*Record extracts*.
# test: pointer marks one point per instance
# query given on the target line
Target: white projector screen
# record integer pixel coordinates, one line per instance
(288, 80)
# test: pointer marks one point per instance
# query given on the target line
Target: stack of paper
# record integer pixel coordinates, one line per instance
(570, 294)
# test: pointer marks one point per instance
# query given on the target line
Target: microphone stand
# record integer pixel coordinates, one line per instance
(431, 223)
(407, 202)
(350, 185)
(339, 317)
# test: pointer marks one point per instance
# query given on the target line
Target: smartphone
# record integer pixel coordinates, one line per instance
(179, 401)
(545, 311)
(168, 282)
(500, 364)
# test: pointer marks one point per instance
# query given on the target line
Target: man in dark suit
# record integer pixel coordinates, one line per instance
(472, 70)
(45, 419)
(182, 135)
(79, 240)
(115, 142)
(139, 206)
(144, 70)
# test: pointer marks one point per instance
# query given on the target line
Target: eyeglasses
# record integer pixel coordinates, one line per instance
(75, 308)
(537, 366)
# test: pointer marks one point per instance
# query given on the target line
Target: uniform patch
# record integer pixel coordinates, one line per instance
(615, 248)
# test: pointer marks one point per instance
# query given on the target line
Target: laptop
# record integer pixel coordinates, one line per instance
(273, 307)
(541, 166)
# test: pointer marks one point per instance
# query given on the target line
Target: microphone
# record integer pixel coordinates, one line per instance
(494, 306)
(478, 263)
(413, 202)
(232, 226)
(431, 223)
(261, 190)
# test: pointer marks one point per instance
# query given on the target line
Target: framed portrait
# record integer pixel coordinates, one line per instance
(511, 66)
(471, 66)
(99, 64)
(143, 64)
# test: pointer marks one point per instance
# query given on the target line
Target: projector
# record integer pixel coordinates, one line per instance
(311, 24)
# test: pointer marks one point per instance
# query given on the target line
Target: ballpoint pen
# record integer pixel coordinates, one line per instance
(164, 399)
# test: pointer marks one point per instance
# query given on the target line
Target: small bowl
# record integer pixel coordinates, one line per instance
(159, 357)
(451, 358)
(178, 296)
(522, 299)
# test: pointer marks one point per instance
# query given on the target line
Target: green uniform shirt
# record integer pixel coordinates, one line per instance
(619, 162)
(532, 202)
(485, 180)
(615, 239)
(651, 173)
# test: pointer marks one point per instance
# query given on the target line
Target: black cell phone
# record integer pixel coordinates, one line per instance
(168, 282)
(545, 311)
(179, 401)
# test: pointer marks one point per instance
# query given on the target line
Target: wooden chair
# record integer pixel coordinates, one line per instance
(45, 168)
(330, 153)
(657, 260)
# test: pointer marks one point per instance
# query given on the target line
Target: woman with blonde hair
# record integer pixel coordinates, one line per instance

*Task goal*. Each line from the one that contains "Target: black cell phone" through the end of the records must be repeated exactly. No other line belongs in the answer.

*Answer below*.
Target: black cell phone
# record integer pixel coordinates, one line per instance
(168, 282)
(545, 311)
(179, 401)
# test: pointer marks one point per instance
# query given on the target line
Target: wooden chair
# record integer pixel coordinates, one line per instance
(45, 168)
(330, 153)
(657, 260)
# test: pointer marks one point per instance
# query given on the target line
Target: woman with blonde hair
# record integer pixel coordinates, one line per instance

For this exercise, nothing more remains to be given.